# [WHAT YOU SHOULD DO]
Please continue the article below on building a PHP framework with dependency injection, picking up right after its last line.

# [SOURCE DOCUMENT]
--- begin ---
Building a PHP Framework: Part 6 - Dependency Inversion, Inversion of Control, oh my!

mattsparks profile image Matt Sparks ・4 min read

Part 5 of this series discussed test driven development (TDD). Today, I'll be talking about Dependency Inversion, Inversion of Control, Dependency Injection, and other related topics.

What is Dependency Injection?

We'll start with Dependency Injection since it will lead us into our other topics. Wikipedia tells us that:

In software engineering, dependency injection is a technique whereby one object (or static method) supplies the dependencies of another object.

Have you ever wrote code similar to this:

<?php

class Superhero 
{
    public $name;

    public function __construct(string $name)
    {
        $this->name = $name;
    }
}

class ComicBook
{
    public $mainCharacter;

    public function __construct(Superhero $superhero)
--- end ---
# [DATASET EXTRACT]
--- begin ---
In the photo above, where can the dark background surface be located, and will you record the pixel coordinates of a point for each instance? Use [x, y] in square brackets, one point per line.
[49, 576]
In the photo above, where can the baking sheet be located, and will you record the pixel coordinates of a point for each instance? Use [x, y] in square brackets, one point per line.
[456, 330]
--- end ---
# [OUTPUT FOR THIS TASK]
    {
        $this->mainCharacter = $superhero;
    }
}

$superhero = new Superhero('Caffeine Man');
$comic = new ComicBook($superhero);

That's Dependency Injection in action. Our ComicBook object depends on our Superhero object so we inject it. Get it?

What is Dependency Inversion?

Comic books aren't always about superheroes. What if we wanted a comic book whose main character was a dog or a vampire or a vampiric dog? Let's re-write our code to allow any type of character to be used.

<?php

interface CharacterInterface
{
    /**
     * All classes implementing this interface must provide a getName method.
     */
    public function getName() : string;
}

abstract class Character implements CharacterInterface
{
    public $name;

    public function getName() : string
    {
        return $this->name;
    }
}

class Superhero extends Character
{
    public $name;

    public function __construct(string $name)
    {
        $this->name = $name;
    }
}

class VampiricDog extends Character
{
    public $name;

    public function __construct(string $name)
    {
        $this->name = $name;
    }
}

class ComicBook
{
    public $mainCharacter;

    public function __construct(CharacterInterface $character)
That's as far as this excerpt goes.